Text passage:
Robin Russell-Jones

In 1983 Russell-Jones gave evidence to the Royal Commission on Environmental pollution whose Ninth report, Lead in the Environment,[3] persuaded the UK Government to introduce lead-free petrol.

In 1986 he organized a conference on the biological effects of low level exposure to ionizing radiation, and the subsequent proceedings[4] were edited with Sir Richard Southwood FRS, Professor of Zoology at Oxford, and Chair of the NRPB.

International cancer risk estimates were subsequently revised upwards and dose limits for nuclear workers and the public were lowered.

In 1989 Russell-Jones was the anonymous author of an editorial[7] for The Lancet, Health in the Greenhouse,[8] the first time that any medical journal addressed the health impacts of global warming,[9] which concluded as follows: “Any strategy to combat global warming must be conducted on a global scale and is bound to involve enormous investment in energy conservation, re-afforestation, renewable sources of energy and changing patterns of agriculture and transportation This approach will require a new agenda for world leaders, a new role for the United Nations Environmental Programme, and a new awareness of man’s fundamental reliance on the integrity of world ecosystems.

The expense may be considerable, but the cost of doing nothing is incalculable.” In 2012 he established a small educational charity Help Rescue the Planet and organized an international conference[10] at the Royal Institute of British Architects, London on climate change.

Given data:

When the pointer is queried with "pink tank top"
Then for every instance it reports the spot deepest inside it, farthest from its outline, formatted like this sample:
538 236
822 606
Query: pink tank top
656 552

Problem requirements: Reproduce the passage from the Robin Russell-Jones text, from "Robin Russell-Jones" to "public were lowered.".

Written answer:
Robin Russell-Jones

In 1983 Russell-Jones gave evidence to the Royal Commission on Environmental pollution whose Ninth report, Lead in the Environment,[3] persuaded the UK Government to introduce lead-free petrol.

In 1986 he organized a conference on the biological effects of low level exposure to ionizing radiation, and the subsequent proceedings[4] were edited with Sir Richard Southwood FRS, Professor of Zoology at Oxford, and Chair of the NRPB.

International cancer risk estimates were subsequently revised upwards and dose limits for nuclear workers and the public were lowered.